> [Task]
Reproduce the listing, starting at the line that has "outline woman's hand" and stopping after the line that has "143), (179, 135)]", with the requests included. Scale every coordinate in the answers by 2.1 and round to whole numbers, halves up, but leave the numbers in the requests and their format samples unchanged.

(Dataset rows)
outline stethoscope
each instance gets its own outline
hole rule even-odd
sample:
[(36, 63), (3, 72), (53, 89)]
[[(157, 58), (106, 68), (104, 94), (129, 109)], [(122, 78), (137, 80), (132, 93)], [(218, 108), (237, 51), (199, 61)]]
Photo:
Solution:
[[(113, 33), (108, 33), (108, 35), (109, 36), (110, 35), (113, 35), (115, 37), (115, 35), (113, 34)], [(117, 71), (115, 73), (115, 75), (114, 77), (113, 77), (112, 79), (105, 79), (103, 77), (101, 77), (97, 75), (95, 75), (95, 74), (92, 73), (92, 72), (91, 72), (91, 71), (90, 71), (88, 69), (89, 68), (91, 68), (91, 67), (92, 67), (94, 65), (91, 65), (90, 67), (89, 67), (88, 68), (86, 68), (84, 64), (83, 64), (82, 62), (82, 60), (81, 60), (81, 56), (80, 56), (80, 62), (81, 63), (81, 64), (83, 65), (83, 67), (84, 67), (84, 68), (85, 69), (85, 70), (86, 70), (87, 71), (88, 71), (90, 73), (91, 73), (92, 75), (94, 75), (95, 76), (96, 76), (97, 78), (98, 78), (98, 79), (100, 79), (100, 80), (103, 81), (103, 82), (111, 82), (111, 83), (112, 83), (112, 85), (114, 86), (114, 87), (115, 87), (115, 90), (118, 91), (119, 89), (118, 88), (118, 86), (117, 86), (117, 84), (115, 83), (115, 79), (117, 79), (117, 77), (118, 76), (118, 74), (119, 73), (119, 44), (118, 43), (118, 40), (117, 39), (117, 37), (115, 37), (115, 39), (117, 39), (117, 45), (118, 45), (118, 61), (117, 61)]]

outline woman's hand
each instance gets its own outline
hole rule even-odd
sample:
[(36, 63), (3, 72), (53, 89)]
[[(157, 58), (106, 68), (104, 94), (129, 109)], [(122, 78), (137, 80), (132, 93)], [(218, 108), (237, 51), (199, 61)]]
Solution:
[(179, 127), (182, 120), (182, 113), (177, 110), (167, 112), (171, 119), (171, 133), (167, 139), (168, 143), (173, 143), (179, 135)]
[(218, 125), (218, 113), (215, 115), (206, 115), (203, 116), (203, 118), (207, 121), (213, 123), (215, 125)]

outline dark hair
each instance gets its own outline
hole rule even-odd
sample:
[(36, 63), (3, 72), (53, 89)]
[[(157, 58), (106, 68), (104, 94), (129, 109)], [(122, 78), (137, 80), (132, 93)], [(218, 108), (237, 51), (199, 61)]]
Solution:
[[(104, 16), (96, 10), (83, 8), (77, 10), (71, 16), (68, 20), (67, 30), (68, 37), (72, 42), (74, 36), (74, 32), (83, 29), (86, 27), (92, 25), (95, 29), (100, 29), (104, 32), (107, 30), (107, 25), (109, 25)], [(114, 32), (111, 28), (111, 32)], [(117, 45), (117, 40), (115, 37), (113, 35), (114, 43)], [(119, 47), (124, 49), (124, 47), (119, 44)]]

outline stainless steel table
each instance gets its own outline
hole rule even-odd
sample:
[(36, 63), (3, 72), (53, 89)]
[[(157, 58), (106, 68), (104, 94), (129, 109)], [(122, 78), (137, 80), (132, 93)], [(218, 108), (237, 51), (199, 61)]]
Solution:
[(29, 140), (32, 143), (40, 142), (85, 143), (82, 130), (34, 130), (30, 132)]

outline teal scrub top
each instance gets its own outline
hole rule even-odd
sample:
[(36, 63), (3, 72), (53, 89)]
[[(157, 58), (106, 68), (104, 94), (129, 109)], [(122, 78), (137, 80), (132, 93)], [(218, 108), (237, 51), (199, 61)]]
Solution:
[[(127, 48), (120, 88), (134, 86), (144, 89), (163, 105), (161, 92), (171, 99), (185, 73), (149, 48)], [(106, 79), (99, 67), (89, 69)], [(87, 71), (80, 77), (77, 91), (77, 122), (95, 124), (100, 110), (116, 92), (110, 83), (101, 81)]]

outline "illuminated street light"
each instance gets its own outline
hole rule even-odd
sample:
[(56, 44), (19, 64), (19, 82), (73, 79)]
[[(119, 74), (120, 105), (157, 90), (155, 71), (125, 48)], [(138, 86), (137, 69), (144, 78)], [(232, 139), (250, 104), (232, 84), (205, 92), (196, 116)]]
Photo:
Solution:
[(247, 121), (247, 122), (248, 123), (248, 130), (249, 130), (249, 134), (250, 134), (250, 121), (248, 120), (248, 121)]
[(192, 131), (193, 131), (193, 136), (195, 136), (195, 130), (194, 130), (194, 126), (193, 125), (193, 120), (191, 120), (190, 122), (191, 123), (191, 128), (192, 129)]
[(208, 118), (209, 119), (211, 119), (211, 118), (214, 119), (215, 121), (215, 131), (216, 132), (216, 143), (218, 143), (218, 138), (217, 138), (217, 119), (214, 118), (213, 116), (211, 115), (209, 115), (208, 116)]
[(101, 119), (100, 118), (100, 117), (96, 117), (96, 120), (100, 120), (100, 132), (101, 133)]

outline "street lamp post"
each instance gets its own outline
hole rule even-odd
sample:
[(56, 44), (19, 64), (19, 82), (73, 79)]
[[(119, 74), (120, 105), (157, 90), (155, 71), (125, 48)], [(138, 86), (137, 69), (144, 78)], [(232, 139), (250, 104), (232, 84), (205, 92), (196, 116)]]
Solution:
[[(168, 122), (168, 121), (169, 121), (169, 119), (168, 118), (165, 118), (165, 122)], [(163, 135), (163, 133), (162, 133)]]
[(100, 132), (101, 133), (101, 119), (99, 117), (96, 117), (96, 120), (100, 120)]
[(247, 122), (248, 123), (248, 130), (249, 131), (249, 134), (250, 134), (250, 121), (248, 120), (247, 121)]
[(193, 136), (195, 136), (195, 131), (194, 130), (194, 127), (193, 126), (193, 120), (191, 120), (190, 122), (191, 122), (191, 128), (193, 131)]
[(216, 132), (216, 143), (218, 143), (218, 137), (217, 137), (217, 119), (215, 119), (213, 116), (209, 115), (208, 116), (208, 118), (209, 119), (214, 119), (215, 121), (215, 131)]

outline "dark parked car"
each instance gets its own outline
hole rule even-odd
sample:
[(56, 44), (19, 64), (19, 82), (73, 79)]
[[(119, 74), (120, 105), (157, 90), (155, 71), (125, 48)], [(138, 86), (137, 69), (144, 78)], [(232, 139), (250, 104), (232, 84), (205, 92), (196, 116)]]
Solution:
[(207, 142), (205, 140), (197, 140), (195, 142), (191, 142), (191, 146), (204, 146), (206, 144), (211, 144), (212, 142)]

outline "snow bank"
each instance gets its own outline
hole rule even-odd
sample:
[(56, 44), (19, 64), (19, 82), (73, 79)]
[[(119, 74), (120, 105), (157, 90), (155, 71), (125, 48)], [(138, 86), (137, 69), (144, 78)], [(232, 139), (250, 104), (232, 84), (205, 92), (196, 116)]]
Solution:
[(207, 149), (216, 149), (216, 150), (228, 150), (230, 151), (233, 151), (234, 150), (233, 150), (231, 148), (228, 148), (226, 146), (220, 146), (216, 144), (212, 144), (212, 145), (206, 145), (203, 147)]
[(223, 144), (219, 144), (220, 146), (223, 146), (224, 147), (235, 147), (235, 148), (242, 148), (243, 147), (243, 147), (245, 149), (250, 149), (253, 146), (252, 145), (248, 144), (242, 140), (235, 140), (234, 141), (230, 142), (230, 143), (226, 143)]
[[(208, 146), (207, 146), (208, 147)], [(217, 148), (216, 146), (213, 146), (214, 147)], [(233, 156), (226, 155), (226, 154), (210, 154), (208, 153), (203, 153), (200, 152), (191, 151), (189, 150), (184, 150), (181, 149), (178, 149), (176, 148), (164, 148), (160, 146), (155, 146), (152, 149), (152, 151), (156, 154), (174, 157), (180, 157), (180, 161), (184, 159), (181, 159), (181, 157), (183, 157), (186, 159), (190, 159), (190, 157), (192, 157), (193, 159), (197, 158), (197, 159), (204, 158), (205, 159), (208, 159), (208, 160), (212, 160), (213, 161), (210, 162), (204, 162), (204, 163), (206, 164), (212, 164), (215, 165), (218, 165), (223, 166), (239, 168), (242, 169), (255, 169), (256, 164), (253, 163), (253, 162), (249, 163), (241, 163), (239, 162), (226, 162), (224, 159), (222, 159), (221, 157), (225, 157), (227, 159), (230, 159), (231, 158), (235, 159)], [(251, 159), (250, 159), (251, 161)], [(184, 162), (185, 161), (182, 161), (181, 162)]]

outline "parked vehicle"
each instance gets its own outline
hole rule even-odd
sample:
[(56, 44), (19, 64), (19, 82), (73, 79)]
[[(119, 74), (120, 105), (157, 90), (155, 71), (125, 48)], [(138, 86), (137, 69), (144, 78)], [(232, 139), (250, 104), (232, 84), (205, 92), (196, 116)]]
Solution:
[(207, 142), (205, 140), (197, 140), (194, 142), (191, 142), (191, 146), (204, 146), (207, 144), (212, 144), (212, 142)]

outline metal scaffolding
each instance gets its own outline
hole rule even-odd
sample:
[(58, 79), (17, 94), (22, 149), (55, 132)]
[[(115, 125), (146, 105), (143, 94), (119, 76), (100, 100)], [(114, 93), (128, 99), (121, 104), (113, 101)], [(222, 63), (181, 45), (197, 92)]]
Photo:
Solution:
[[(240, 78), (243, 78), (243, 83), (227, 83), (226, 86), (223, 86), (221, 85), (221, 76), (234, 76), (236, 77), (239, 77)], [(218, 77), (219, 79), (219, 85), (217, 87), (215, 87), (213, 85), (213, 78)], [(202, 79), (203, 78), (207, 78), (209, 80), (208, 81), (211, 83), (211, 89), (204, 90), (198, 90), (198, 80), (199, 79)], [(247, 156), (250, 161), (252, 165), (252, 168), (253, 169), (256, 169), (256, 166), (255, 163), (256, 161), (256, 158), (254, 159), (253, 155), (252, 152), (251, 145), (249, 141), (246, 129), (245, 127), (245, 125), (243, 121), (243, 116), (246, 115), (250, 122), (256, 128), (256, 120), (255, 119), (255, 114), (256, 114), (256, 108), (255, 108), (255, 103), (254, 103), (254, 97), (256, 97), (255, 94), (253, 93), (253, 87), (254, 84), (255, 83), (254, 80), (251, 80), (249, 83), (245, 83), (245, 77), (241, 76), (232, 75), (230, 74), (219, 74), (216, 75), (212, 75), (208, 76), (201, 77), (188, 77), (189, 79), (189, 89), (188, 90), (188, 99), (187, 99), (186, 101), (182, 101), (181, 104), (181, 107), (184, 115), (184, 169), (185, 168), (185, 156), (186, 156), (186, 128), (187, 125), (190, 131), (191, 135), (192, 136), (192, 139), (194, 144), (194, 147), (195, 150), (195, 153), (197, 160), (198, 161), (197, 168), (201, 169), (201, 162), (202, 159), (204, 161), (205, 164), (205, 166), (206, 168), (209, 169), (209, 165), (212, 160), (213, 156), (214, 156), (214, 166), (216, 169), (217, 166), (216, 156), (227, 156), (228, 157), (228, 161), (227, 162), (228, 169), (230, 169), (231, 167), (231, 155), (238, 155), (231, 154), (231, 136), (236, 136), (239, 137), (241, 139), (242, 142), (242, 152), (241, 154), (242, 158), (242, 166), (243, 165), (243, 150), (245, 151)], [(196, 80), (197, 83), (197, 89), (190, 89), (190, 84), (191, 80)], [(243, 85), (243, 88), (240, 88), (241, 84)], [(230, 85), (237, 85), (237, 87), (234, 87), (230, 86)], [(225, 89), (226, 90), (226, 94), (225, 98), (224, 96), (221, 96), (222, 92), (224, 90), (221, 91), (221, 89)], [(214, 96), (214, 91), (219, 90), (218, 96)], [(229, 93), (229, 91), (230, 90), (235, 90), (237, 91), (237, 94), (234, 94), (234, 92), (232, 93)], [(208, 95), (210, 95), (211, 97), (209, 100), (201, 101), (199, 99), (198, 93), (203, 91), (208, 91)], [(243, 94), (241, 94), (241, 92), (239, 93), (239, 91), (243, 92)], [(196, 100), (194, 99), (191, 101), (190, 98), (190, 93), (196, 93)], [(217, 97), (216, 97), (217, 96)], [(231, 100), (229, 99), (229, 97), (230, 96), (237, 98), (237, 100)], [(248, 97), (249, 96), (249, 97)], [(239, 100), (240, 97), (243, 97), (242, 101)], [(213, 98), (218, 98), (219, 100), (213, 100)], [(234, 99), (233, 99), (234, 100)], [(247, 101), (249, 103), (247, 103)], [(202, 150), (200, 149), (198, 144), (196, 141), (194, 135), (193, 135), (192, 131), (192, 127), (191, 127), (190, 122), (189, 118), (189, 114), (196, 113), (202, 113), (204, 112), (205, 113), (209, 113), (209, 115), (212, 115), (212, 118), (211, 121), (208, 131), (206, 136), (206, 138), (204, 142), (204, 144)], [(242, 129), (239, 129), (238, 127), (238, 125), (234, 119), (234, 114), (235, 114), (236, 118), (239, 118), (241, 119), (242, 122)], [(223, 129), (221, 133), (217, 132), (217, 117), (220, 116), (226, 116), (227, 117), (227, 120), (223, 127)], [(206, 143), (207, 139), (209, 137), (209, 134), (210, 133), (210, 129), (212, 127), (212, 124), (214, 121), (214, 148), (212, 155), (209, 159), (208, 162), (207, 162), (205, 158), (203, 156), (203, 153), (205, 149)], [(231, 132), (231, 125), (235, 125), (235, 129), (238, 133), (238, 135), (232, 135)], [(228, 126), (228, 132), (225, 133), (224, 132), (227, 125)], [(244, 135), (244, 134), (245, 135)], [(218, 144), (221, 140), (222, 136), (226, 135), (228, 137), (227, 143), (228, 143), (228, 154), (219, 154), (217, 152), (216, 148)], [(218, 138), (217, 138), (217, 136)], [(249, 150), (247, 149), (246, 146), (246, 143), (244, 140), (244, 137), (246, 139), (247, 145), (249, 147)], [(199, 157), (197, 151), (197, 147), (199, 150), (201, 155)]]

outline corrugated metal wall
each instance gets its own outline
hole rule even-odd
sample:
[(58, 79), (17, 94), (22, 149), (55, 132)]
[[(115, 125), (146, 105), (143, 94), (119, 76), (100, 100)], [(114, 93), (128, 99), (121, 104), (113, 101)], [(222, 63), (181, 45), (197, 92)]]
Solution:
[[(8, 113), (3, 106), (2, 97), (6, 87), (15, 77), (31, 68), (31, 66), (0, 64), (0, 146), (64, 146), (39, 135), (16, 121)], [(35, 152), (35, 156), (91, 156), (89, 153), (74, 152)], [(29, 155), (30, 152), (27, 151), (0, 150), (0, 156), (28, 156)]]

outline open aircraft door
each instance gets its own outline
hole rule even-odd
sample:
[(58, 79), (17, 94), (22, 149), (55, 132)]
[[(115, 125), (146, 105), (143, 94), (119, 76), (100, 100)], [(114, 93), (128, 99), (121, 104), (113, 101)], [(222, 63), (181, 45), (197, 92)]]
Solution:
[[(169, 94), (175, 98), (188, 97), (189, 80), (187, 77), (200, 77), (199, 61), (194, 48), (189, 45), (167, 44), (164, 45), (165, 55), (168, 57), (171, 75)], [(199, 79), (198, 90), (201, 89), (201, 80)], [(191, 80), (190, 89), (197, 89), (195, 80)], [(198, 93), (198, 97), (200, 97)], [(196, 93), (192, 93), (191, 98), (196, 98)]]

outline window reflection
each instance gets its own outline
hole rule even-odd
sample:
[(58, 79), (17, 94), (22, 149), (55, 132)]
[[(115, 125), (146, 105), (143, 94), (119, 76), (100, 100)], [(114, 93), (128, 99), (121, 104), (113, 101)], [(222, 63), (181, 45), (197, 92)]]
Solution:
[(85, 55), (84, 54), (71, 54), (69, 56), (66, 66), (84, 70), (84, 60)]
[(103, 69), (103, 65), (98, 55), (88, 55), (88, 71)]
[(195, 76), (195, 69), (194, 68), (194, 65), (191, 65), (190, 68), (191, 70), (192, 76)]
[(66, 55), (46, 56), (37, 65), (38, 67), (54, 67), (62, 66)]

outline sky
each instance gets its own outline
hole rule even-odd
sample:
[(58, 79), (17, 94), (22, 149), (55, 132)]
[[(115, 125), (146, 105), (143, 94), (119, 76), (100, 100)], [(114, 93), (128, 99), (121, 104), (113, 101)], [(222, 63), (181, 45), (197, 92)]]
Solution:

> [Exercise output]
outline woman's hand
each instance gets its own outline
hole rule even-odd
sample:
[(36, 63), (3, 72), (53, 89)]
[[(157, 58), (106, 68), (104, 94), (129, 109)], [(122, 78), (137, 80), (132, 93)], [(218, 108), (237, 51), (199, 61)]]
Solution:
[(376, 267), (382, 252), (382, 237), (372, 231), (351, 235), (359, 250), (359, 279), (351, 292), (353, 300), (363, 300), (376, 284)]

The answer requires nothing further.